Present all of the items below as a numbered list, leaving out any blank lines.

═══ Given records

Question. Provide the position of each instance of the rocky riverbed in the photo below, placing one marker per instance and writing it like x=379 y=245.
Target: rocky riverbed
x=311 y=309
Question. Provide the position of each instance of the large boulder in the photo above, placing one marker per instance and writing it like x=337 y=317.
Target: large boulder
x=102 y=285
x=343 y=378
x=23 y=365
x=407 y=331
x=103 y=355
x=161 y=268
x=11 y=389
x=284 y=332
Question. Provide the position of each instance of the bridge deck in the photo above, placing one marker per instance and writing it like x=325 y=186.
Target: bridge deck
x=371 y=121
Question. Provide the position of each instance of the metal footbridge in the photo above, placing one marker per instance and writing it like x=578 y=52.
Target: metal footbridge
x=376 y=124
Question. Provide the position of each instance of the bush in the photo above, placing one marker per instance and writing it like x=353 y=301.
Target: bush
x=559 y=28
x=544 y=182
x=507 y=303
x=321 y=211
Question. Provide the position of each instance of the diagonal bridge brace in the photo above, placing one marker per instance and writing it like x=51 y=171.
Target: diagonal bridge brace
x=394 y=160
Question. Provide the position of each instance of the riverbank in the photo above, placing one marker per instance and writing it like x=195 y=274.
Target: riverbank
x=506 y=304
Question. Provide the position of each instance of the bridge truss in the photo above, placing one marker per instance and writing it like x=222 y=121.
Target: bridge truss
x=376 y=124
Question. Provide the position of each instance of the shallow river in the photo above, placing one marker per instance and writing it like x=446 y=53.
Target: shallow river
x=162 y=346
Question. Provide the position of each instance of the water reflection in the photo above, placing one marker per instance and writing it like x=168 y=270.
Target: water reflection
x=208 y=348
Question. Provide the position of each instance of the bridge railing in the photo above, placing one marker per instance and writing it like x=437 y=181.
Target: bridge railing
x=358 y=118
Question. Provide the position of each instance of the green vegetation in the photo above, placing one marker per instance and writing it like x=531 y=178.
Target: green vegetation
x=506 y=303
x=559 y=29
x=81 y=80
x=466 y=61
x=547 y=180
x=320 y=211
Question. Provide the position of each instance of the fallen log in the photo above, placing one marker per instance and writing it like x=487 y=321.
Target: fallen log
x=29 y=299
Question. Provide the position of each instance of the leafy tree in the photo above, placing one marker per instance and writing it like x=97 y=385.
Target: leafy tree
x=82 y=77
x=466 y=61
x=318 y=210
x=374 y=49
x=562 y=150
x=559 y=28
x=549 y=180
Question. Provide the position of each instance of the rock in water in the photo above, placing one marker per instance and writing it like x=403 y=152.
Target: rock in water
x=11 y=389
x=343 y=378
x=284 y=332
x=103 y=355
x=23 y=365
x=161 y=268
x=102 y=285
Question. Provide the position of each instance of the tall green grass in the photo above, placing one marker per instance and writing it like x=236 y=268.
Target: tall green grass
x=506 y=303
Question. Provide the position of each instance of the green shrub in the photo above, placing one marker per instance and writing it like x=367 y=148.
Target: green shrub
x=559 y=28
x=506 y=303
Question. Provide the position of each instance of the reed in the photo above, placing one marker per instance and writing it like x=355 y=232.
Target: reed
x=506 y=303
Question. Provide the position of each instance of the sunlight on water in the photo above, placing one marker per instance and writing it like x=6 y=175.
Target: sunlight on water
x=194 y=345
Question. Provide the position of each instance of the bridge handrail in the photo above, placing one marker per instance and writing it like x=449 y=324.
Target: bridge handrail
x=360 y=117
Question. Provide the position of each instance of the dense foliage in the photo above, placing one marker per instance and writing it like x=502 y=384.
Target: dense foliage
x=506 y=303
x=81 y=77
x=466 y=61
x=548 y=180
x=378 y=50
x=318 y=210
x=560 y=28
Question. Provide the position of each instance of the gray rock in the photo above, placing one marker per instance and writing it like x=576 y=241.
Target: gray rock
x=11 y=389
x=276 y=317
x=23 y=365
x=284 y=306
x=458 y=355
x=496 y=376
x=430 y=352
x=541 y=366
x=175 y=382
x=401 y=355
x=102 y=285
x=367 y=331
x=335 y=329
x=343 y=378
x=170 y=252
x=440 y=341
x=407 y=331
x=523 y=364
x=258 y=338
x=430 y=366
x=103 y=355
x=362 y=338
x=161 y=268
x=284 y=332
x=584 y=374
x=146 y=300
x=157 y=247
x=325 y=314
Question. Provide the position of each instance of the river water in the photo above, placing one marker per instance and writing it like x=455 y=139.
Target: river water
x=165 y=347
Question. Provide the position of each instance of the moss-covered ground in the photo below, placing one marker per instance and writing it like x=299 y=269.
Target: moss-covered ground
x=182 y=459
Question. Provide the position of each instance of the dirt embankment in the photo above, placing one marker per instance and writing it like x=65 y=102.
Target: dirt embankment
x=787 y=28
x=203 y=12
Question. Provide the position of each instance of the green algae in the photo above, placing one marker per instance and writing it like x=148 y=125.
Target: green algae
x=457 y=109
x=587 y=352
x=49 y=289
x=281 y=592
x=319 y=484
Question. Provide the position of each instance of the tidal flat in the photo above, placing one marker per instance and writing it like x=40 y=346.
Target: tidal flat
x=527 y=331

══════

• Output of the task
1. Question. Provide the position of each instance of the rocky riverbed in the photo below, placing one marker per instance and writing it like x=379 y=245.
2. Target: rocky riverbed
3. x=311 y=309
4. Question. Provide the position of each instance of the large boulder in the photo above, placing one marker per instance and writing it like x=337 y=317.
5. Target: large boulder
6. x=102 y=285
7. x=343 y=378
8. x=23 y=365
9. x=407 y=331
10. x=103 y=355
11. x=161 y=268
12. x=11 y=389
13. x=284 y=332
14. Question. Provide the position of each instance of the bridge deck in the photo above, placing one marker per instance and writing it like x=325 y=186.
15. Target: bridge deck
16. x=371 y=121
17. Question. Provide the position of each instance of the metal footbridge in the photo above, placing one marker per instance and writing it like x=578 y=52.
18. Target: metal footbridge
19. x=376 y=124
20. Question. Provide the position of each instance of the bush in the photo above, placing one marker per instance and writing it like x=353 y=301.
21. Target: bush
22. x=559 y=28
23. x=544 y=182
24. x=507 y=303
25. x=321 y=211
26. Question. Provide the position of each instance of the diagonal bridge brace in the photo above, placing one marker per instance and writing it like x=51 y=171.
27. Target: diagonal bridge brace
28. x=394 y=160
29. Question. Provide the position of each instance of the riverbank in the photo above, placing one marker per instance and writing it like x=195 y=274.
30. Target: riverbank
31. x=506 y=304
32. Question. Provide the position of each instance of the bridge truss in the photo above, placing one marker per instance and writing it like x=222 y=121.
33. Target: bridge truss
34. x=376 y=124
35. Question. Provide the position of each instance of the shallow river in the photo above, placing one marker per instance and writing it like x=446 y=53.
36. Target: shallow river
37. x=162 y=346
38. Question. Provide the position of each instance of the water reflection in the photo above, placing one marker per instance and writing it like x=168 y=270.
39. Target: water reflection
40. x=208 y=348
41. Question. Provide the position of each instance of the bridge railing in the photo above, placing one marker per instance and writing it like x=437 y=181.
42. Target: bridge railing
43. x=358 y=118
44. Question. Provide the position of each instance of the green vegetation in the photo above, placing one marker per instance and writing it like x=531 y=178.
45. Target: green vegetation
46. x=506 y=303
47. x=559 y=29
48. x=81 y=80
49. x=466 y=61
50. x=547 y=180
51. x=320 y=211
52. Question. Provide the position of each instance of the fallen log in the photo above, placing one marker per instance and writing it like x=487 y=321.
53. Target: fallen log
54. x=29 y=299
55. Question. Provide the position of each instance of the leafy tree in the photo above, placing one marker per instance and writing it like x=97 y=385.
56. Target: leafy tree
57. x=82 y=77
58. x=466 y=61
59. x=318 y=210
60. x=374 y=49
61. x=562 y=150
62. x=559 y=28
63. x=549 y=180
64. Question. Provide the position of each instance of the rock in water in the photo above, placing one marker per instance and writing it like x=403 y=152.
65. Target: rock in water
66. x=11 y=389
67. x=343 y=378
68. x=284 y=332
69. x=103 y=355
70. x=23 y=365
71. x=161 y=268
72. x=102 y=285
73. Question. Provide the position of each instance of the tall green grass in the photo above, placing one marker per instance and writing it like x=236 y=268.
74. Target: tall green grass
75. x=506 y=303
76. Question. Provide the position of each instance of the green shrub in the photo above, placing one marker per instance and writing it like x=367 y=148.
77. Target: green shrub
78. x=559 y=28
79. x=506 y=303
80. Question. Provide the position of each instance of the reed in the photo above, placing one marker per instance and writing it like x=355 y=232.
81. Target: reed
82. x=506 y=303
83. Question. Provide the position of each instance of the sunlight on water in the photo above, placing one marker per instance and writing it like x=6 y=175.
84. Target: sunlight on water
85. x=194 y=345
86. Question. Provide the position of each instance of the bridge handrail in the photo above, placing one marker per instance and writing it like x=449 y=324.
87. Target: bridge handrail
88. x=360 y=117
89. Question. Provide the position of each instance of the dense foliage in the photo above, placing one marker per instance and writing it like x=502 y=384.
90. Target: dense foliage
91. x=506 y=303
92. x=81 y=77
93. x=466 y=61
94. x=548 y=180
95. x=378 y=50
96. x=318 y=210
97. x=560 y=28
98. Question. Provide the position of each instance of the gray rock in the photo above, placing one marker per instance and writing it like x=576 y=241.
99. Target: gray rock
100. x=11 y=389
101. x=276 y=317
102. x=23 y=365
103. x=284 y=306
104. x=458 y=355
105. x=496 y=376
106. x=430 y=352
107. x=541 y=366
108. x=175 y=382
109. x=401 y=355
110. x=102 y=285
111. x=367 y=331
112. x=335 y=329
113. x=343 y=378
114. x=170 y=252
115. x=440 y=341
116. x=407 y=331
117. x=523 y=364
118. x=258 y=338
119. x=430 y=366
120. x=103 y=355
121. x=362 y=338
122. x=161 y=268
123. x=284 y=332
124. x=584 y=374
125. x=146 y=300
126. x=157 y=247
127. x=325 y=314
128. Question. Provide the position of each instance of the river water in the photo above, placing one marker per instance and writing it like x=455 y=139.
129. Target: river water
130. x=165 y=347
131. Question. Provide the position of each instance of the moss-covered ground in the photo below, placing one marker per instance and writing it like x=299 y=269.
132. Target: moss-covered ground
133. x=182 y=459
134. Question. Provide the position of each instance of the dirt embankment in the photo above, placing one marker per instance and writing it like x=65 y=102.
135. Target: dirt embankment
136. x=787 y=28
137. x=203 y=12
138. Question. Provide the position of each instance of the green algae in the photo above, placing one marker per instance and writing it like x=148 y=125.
139. Target: green algae
140. x=457 y=109
141. x=587 y=352
142. x=49 y=289
143. x=281 y=592
144. x=319 y=484
145. Question. Provide the position of each instance of the tidal flat in the photo above, placing one marker per instance and writing it like x=40 y=346.
146. Target: tidal flat
147. x=527 y=331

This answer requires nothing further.